Requirement A:
Please reproduce the stretch of the article on money laundering in The Bahamas from "The attorney general’s" through "the year before.".
Requirement B:
In the article on money laundering in The Bahamas, what average patron transaction did the gaming regulator's research report for web shops?

Extract provided:
——————————

Nevertheless, the US report stands in sharp contrast to the findings that enabled The Bahamas to earlier this year exit the Financial Action Task Force’s (FATF) enhanced scrutiny initiative. Mr Bethel disputed the money laundering prosecutions data in the US report, while also arguing that it failed to allow for the disruption caused by COVID-19’s impact on the court system and progress of cases.
He subsequently disclosed data to Tribune Business showing that the number of persons charged with money laundering increased slightly last year, rising to 58 from 51 in 2019. And, for 2021 to-date, some 22 persons are facing such charges.
The attorney general’s figures showed 25 persons were prosecuted for money laundering in 2020, compared to 20 the prior year, with another nine prosecutions begun this year. However, seven persons were convicted for money laundering-related offences last year compared to 20 the year before.
Since the Caribbean Financial Task Force’s (CFATF) 2014 inspection that triggered the FATF process, Mr Bethel’s data showed some 224 persons have been charged for money laundering-related offences with 106 prosecutions and 61 convictions.
“As things pick up steam in the courts, the prosecutors are fully sensitised to enhance the breadth and scope of attention on financial crimes, including increasing money laundering prosecutions where a money laundering component is found,” Mr Bethel told Tribune Business. “The prosecutors, led by the director of public prosecutions, are extremely assiduous in this right now.”
With the Government’s Identified Risk Framework Steering Committee continuing to meet weekly, the attorney general added: “We’ll stay on top of these issues, and issues as they emerge, so The Bahamas will never every be left behind and people will point fingers in our faces.......
“We are determined to do everything in our power to stay ahead of the game and not be in a position where any country or institution will have any justifiable reason to blacklist or grey list The Bahamas going forward.”
The US report, meanwhile, again singled out the risks posed by the money transmission sector and web shop gaming. “Money transmission businesses are vulnerable due to the substantial number of small transactions, high numbers of one-off and non-resident customers, and usage by undocumented migrants,” it added.
“The Bahamas faces money laundering challenges related to the online gaming sector, including ‘web shops’ (hybrid online gaming houses) which are restricted to citizens and residents of The Bahamas.
“As reported by the Central Bank, The Bahamas generated $299m in casino gross revenues (January to March 2020) and $2.3bn in online gaming sales (January to October 2020) in a country with an overall population of less than 400,000, and in which pandemic-induced unemployment increased from an estimated 10 percent to 40 percent.”
It is unclear where the US obtained its web shop gaming figures. The findings also stand in stark contrast to a Gaming Board assessment released in February 2019, which said a one-month study had “debunked the myth” that web shops are vulnerable to financial crime and pose a significant risk to The Bahamas’ integrity.
Crystal Knowles, the gaming regulator’s chief counsel, said research showed that the average patron transaction of $60 - and account balance of just $5 - were “far too small” to suggest the sector was being exploited for illicit financial activities.
Writing in The Bahamas’ first-ever anti-money laundering and counter terror financing annual report, she argued that long-standing fears that the domestic gaming industry could be open to such abuses were “unfounded”.

——————————

Source information:
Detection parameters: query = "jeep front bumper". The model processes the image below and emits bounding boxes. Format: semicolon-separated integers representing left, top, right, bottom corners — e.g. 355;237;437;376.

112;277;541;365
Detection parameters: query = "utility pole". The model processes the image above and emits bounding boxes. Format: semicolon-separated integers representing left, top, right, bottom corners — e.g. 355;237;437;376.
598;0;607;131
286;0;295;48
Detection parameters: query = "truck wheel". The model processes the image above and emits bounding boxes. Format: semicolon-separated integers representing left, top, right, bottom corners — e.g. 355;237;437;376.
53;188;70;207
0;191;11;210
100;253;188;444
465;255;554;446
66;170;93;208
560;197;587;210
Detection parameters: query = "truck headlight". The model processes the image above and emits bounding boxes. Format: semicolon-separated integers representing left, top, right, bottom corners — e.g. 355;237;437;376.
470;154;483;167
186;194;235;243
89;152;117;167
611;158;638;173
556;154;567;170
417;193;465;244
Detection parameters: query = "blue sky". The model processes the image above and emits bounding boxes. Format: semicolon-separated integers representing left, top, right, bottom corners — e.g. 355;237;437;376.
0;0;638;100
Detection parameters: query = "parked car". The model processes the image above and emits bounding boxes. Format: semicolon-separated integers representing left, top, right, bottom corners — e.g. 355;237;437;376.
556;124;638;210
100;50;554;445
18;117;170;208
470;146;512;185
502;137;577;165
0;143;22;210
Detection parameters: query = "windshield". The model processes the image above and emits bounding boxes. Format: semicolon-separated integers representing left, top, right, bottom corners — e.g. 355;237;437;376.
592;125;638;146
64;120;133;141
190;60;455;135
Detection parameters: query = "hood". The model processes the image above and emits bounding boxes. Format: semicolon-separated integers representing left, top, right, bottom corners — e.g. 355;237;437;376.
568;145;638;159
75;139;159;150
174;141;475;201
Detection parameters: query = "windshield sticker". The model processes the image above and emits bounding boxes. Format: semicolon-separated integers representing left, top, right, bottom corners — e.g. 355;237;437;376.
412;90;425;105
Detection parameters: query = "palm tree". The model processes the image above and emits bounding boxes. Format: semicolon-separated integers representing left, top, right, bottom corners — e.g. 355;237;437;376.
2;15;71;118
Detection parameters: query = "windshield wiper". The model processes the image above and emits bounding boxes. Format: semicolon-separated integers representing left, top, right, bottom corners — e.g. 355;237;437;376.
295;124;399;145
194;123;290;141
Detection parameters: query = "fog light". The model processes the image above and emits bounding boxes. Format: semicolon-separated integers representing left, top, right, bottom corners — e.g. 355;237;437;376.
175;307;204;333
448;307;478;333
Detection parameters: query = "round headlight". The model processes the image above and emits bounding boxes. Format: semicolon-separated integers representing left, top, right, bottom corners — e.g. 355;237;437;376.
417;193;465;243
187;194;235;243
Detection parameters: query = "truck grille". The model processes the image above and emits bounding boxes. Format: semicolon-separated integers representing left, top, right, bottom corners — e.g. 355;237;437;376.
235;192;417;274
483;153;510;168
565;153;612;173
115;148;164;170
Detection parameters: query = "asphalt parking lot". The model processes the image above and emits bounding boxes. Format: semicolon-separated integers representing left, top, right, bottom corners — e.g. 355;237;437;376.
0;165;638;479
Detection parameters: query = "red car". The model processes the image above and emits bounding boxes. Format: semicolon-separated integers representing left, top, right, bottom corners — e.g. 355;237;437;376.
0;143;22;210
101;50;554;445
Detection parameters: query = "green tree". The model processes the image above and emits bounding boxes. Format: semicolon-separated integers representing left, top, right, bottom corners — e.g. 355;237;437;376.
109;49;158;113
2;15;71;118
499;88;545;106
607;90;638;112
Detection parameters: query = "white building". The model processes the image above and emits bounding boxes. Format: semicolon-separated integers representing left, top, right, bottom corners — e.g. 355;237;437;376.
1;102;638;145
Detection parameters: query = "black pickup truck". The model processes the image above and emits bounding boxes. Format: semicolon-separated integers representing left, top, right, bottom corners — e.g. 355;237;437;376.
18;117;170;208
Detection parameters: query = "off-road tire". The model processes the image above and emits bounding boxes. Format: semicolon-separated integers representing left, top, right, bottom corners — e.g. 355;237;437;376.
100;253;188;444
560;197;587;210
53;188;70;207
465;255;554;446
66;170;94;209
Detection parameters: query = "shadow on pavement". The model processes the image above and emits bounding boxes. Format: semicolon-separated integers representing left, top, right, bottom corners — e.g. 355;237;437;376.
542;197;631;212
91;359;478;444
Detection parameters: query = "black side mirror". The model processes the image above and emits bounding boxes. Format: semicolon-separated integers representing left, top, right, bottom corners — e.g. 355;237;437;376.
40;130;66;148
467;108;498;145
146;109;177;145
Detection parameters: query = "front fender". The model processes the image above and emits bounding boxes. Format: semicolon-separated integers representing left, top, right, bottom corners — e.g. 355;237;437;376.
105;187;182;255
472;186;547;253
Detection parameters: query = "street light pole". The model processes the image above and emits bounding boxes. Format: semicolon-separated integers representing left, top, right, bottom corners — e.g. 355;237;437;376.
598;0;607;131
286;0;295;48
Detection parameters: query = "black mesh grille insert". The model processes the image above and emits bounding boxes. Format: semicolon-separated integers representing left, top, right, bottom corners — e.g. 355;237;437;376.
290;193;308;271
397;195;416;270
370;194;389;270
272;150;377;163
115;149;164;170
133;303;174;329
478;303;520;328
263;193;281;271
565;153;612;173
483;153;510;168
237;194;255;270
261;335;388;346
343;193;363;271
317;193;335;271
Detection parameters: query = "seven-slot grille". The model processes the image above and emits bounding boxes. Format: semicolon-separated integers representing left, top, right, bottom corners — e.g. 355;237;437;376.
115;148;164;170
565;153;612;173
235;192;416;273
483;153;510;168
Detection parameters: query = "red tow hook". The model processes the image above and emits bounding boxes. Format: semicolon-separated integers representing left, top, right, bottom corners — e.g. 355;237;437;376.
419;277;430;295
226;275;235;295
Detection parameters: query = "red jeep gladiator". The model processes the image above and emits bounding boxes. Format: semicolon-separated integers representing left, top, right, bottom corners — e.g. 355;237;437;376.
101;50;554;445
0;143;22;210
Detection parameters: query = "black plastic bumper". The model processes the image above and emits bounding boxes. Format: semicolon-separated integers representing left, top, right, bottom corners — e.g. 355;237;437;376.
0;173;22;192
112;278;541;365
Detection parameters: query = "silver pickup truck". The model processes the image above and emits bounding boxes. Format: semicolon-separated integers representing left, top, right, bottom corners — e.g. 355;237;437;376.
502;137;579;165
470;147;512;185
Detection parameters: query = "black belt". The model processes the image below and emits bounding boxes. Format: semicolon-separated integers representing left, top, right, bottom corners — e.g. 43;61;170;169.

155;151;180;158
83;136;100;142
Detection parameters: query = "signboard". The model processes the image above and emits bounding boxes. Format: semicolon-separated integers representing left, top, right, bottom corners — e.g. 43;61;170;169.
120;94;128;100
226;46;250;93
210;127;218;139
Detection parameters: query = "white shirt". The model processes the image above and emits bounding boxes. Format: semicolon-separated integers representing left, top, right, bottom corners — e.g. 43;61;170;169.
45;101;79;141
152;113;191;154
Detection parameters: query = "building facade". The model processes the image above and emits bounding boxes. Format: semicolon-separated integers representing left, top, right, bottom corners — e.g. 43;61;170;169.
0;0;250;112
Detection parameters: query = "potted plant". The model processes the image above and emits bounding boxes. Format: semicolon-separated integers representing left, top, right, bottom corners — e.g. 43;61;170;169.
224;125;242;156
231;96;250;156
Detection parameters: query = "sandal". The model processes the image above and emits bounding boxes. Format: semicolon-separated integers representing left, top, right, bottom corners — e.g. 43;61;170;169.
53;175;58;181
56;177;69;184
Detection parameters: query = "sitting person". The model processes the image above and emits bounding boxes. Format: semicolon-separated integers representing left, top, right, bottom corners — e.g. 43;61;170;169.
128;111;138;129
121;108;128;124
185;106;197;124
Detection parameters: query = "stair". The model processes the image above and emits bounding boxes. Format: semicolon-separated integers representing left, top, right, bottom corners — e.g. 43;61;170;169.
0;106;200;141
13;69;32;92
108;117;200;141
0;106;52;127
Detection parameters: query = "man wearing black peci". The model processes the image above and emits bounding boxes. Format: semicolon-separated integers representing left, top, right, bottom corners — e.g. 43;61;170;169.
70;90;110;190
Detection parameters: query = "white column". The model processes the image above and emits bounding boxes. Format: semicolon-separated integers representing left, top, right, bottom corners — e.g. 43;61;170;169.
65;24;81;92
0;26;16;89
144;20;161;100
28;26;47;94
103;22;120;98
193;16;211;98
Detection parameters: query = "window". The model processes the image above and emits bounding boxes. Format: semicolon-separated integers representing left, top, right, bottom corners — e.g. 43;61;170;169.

——————————

Written reply A:
The attorney general’s figures showed 25 persons were prosecuted for money laundering in 2020, compared to 20 the prior year, with another nine prosecutions begun this year. However, seven persons were convicted for money laundering-related offences last year compared to 20 the year before.

Written reply B:
$60